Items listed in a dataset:
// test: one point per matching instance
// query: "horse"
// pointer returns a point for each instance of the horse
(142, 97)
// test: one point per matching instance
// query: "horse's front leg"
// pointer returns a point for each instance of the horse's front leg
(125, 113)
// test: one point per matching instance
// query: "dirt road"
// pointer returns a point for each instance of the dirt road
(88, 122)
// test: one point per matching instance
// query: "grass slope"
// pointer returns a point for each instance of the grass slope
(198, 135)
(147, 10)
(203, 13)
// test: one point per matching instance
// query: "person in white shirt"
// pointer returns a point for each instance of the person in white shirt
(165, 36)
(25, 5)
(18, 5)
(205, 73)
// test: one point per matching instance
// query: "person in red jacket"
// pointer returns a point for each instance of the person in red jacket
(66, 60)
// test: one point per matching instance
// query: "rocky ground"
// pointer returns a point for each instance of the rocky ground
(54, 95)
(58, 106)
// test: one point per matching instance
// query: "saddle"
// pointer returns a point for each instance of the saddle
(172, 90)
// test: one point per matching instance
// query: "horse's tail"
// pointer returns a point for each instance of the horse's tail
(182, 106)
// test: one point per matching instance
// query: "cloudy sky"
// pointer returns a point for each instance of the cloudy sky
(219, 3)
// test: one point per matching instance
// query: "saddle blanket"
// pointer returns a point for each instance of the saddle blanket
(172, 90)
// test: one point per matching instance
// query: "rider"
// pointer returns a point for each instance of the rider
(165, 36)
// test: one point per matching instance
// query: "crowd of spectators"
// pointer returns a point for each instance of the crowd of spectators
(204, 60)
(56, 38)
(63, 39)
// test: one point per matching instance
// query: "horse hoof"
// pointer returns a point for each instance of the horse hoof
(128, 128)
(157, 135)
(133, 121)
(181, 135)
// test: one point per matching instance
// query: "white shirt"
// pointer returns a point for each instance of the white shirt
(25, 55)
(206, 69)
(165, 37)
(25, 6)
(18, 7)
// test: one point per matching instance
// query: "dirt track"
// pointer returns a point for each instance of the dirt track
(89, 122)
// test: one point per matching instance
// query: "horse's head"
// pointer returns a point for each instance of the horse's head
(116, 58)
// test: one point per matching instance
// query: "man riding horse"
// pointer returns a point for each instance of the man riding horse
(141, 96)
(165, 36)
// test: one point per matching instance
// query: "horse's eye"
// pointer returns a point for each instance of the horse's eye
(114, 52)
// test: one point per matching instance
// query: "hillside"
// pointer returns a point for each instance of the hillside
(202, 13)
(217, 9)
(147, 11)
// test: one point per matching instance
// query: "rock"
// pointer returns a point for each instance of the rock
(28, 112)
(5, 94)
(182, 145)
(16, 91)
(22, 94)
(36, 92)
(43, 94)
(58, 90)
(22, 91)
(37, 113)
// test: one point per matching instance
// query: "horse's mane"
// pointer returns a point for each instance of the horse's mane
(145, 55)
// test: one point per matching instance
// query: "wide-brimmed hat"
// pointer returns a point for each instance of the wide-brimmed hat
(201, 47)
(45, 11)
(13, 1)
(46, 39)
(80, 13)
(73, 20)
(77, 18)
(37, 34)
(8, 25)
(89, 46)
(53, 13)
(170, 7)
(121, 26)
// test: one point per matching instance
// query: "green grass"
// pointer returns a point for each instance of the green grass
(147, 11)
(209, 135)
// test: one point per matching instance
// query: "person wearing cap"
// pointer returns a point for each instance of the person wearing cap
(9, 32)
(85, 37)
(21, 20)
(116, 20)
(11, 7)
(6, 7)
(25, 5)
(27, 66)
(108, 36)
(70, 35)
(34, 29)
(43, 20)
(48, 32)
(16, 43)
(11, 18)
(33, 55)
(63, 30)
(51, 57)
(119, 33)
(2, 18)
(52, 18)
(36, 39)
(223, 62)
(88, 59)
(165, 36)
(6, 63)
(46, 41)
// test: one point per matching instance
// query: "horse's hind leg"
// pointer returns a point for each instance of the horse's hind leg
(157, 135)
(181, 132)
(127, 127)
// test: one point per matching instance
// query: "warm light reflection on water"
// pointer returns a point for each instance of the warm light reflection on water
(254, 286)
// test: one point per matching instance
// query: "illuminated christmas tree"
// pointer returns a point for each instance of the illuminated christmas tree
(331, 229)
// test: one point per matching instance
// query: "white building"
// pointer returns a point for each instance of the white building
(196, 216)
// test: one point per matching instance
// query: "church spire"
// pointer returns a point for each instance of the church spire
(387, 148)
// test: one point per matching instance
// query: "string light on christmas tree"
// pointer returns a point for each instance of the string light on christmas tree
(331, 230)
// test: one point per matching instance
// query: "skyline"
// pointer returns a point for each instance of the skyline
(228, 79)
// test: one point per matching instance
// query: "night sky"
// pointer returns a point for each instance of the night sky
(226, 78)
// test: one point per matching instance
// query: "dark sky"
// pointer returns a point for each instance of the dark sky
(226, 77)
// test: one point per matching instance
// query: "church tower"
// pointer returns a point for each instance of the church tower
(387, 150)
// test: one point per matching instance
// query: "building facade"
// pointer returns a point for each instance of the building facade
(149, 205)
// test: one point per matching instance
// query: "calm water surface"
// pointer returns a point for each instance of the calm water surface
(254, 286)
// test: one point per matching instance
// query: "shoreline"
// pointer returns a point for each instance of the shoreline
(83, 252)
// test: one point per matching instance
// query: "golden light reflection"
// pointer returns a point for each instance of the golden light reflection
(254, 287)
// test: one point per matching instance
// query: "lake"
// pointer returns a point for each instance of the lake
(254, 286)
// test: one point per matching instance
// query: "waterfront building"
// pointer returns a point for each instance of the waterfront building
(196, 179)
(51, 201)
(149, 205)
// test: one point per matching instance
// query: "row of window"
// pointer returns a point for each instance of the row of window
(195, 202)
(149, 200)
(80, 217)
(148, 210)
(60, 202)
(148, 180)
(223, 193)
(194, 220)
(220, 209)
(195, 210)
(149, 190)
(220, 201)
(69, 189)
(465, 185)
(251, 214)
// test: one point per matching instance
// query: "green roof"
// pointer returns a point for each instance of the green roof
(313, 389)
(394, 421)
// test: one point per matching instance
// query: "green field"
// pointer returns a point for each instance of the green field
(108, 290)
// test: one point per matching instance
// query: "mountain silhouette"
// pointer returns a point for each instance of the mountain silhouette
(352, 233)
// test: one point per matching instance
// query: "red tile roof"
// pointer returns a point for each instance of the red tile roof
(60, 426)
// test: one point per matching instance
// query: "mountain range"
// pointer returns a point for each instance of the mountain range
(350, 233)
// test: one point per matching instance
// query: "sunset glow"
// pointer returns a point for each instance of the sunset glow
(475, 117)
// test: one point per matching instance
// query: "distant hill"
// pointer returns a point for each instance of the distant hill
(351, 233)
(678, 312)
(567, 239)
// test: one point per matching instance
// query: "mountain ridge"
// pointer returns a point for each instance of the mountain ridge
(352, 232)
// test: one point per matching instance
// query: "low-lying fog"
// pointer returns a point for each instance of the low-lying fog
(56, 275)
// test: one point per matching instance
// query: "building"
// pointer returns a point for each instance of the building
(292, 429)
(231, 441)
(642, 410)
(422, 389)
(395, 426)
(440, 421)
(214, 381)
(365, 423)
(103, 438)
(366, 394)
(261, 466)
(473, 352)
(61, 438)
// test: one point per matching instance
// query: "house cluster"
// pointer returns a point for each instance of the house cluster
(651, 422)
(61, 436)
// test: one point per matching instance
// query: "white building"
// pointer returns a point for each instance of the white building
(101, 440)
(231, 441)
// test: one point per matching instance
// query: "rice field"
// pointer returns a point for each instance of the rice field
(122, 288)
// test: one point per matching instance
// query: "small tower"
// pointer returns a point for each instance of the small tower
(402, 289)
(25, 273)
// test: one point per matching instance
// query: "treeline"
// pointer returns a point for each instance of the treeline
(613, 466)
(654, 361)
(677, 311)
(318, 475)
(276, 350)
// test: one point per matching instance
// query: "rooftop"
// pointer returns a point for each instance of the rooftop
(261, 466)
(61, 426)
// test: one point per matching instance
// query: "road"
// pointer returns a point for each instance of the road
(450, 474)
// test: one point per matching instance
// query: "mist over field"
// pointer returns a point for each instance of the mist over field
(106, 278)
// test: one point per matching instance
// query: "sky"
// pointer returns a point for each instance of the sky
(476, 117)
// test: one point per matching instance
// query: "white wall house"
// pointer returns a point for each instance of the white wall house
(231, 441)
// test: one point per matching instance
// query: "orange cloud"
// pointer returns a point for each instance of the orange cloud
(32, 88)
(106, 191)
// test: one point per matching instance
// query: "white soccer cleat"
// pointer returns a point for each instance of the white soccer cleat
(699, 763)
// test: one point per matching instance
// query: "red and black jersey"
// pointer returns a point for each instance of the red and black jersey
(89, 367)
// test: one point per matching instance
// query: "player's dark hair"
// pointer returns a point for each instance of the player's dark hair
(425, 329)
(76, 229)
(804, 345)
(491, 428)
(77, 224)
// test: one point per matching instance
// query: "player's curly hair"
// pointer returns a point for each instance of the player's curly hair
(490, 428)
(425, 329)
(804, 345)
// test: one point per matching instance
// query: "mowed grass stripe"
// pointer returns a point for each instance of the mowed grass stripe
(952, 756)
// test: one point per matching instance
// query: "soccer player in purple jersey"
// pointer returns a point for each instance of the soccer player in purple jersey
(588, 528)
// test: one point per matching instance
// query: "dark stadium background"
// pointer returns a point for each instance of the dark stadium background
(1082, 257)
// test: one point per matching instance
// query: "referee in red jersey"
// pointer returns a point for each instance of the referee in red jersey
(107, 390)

### Exercise
Through the last line of the entries above, beginning at the line containing "the mowed grass stripe", transcribe each line exactly, both ends included and nothing more.

### Reply
// pointer returns a point for each instance of the mowed grass stripe
(952, 756)
// test: one point per matching instance
// query: "soccer player in purple jersey"
// pointer returns a point for each instance of the soccer player in purple jersey
(588, 528)
// test: one point per matching instance
// query: "dark stadium background"
// pointer returns a point for each instance of the dark stadium background
(1082, 257)
// test: one point per matching instance
// query: "referee in red jersey"
// pointer returns a point for each instance of the referee in red jersey
(107, 390)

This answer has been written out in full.